> **Do this**: Print every row below word for word, with no changes, and leave out the picture.

## BEGIN

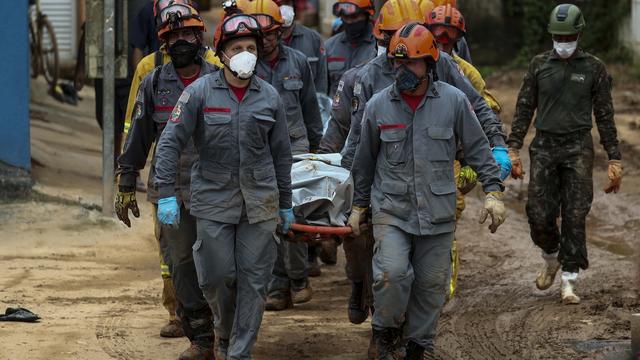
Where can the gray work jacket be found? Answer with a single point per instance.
(404, 164)
(243, 147)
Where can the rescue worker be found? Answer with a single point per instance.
(241, 182)
(460, 47)
(173, 328)
(355, 45)
(379, 73)
(563, 87)
(181, 32)
(289, 72)
(305, 40)
(404, 168)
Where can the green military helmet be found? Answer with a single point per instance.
(566, 19)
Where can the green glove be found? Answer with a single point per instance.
(125, 200)
(467, 179)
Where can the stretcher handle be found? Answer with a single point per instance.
(322, 230)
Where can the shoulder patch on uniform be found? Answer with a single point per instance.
(184, 98)
(578, 77)
(176, 114)
(357, 88)
(355, 104)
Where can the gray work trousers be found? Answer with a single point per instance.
(291, 264)
(234, 264)
(410, 281)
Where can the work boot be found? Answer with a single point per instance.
(329, 252)
(279, 301)
(197, 352)
(414, 351)
(173, 329)
(357, 314)
(301, 291)
(386, 343)
(568, 282)
(223, 348)
(314, 267)
(548, 273)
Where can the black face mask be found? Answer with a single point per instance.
(356, 30)
(406, 80)
(183, 53)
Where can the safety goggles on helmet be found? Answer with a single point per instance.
(346, 9)
(444, 31)
(175, 13)
(266, 21)
(240, 23)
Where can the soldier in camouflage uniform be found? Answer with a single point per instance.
(564, 85)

## END

> **Solution to the problem**:
Where can the gray work jacket be found? Answer with a single point per instance.
(404, 164)
(243, 147)
Where can the rescue worker be found? Answer with a single point per instance.
(241, 182)
(460, 47)
(173, 328)
(355, 45)
(379, 73)
(563, 87)
(181, 32)
(289, 72)
(305, 40)
(404, 168)
Where can the green military helmet be found? Answer with a single point per instance.
(566, 19)
Where can the green glove be found? Answer with a single point per instance.
(125, 200)
(467, 179)
Where can the stretcher handle be found? Answer with a single point per instance.
(322, 230)
Where can the shoulder patch on uniform be found? Answer with a single point per instance.
(184, 98)
(578, 77)
(176, 114)
(357, 88)
(355, 104)
Where can the gray work trousers be found? Answer with a single point per instance.
(291, 264)
(234, 264)
(410, 281)
Where can the work boot be found? Answer with a single point per instance.
(329, 252)
(279, 301)
(197, 352)
(414, 351)
(173, 329)
(357, 314)
(301, 291)
(386, 343)
(568, 282)
(223, 348)
(314, 267)
(548, 273)
Where can the black face mask be found? Answer with a single point per instance.
(356, 30)
(406, 80)
(183, 53)
Where can the safety goggles on helmet be found? Answer with a single point per instance.
(346, 9)
(444, 31)
(175, 13)
(266, 21)
(240, 23)
Where can the soldier in camouflage uniform be found? Answer with a single point per instance.
(564, 85)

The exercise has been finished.